__WHAT YOU SHOULD DO__: Would you write out, word for word, each line of the records below from the top through the one holding "51 189 L 185"?

__Saved entries__:

★ ★ ★ ★ ★

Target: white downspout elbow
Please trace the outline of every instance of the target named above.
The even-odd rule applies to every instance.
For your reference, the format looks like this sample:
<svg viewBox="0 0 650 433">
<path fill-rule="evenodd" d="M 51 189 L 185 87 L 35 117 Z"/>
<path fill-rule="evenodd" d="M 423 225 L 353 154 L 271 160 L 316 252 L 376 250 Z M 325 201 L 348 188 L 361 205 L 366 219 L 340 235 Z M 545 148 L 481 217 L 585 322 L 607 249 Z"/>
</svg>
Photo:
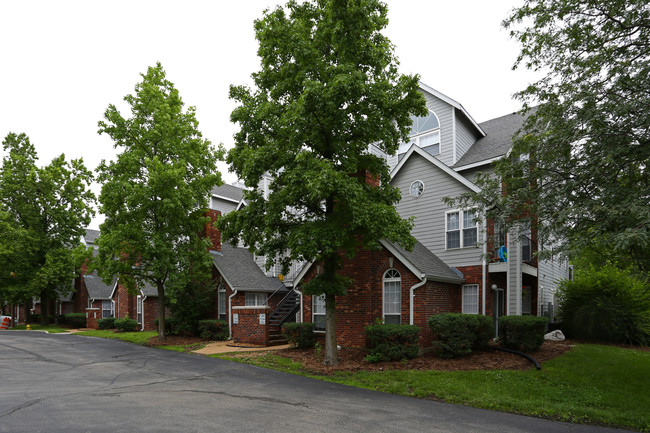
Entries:
<svg viewBox="0 0 650 433">
<path fill-rule="evenodd" d="M 415 310 L 415 289 L 424 286 L 426 282 L 427 282 L 427 277 L 425 275 L 422 278 L 422 281 L 411 286 L 410 296 L 409 296 L 409 323 L 411 325 L 414 324 L 413 312 Z"/>
<path fill-rule="evenodd" d="M 293 288 L 293 291 L 296 292 L 298 294 L 298 296 L 300 296 L 300 322 L 299 323 L 303 323 L 303 320 L 302 320 L 302 292 L 300 290 L 296 289 L 295 287 Z"/>
<path fill-rule="evenodd" d="M 137 300 L 137 298 L 136 298 Z M 142 320 L 142 328 L 140 328 L 140 331 L 144 331 L 144 301 L 147 300 L 147 297 L 145 296 L 144 298 L 140 299 L 140 314 L 141 314 L 141 320 Z M 136 307 L 137 308 L 137 307 Z M 164 317 L 164 316 L 163 316 Z M 163 325 L 164 326 L 164 325 Z"/>
<path fill-rule="evenodd" d="M 228 296 L 228 339 L 232 338 L 232 298 L 237 294 L 237 290 Z"/>
</svg>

★ ★ ★ ★ ★

__SOLUTION TO THIS PROBLEM__:
Target: white downspout elbow
Please trace the outline of every instance of the target named above.
The even-odd rule applies to every instance.
For your reference, the format looks like this sample:
<svg viewBox="0 0 650 433">
<path fill-rule="evenodd" d="M 51 189 L 185 87 L 35 117 Z"/>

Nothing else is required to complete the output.